• _Supplied data_:
————

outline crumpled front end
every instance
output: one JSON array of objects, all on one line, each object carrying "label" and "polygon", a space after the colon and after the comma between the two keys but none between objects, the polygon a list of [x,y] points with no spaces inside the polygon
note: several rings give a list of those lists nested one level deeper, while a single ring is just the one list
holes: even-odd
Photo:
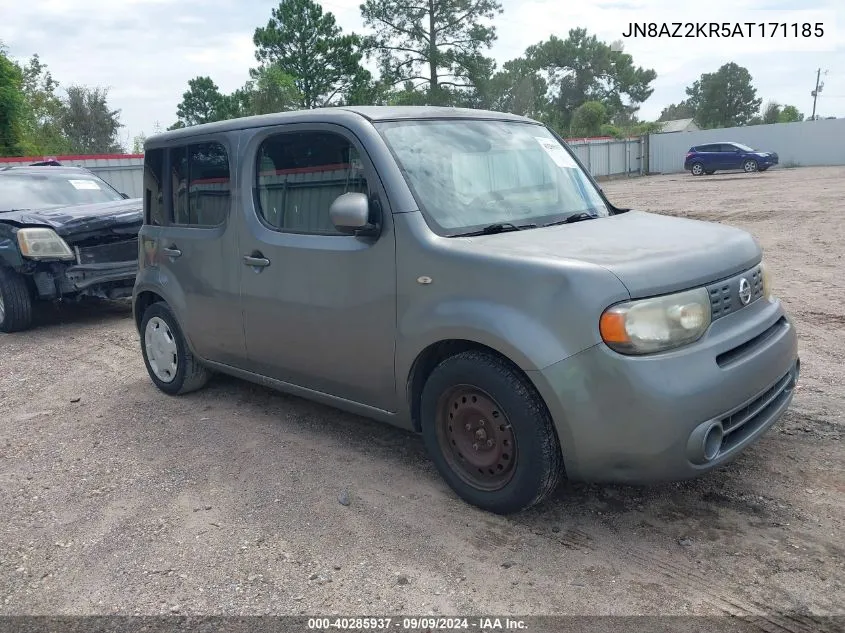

————

• _What is expected_:
In the copy, keep every line of the data above exactly and drop each picture.

• _Result of this task_:
outline crumpled front end
every instance
output: one JSON array of objects, all on one line, each object carrying "label" and "polygon", a space after the colon and after the comma between the two keys but none between objects, the polygon a list of [x,y] points with no spaces inside the polygon
note: several rings give a list of those lists nested one level deeper, while a single ring is just the one list
holes: even-odd
Photo:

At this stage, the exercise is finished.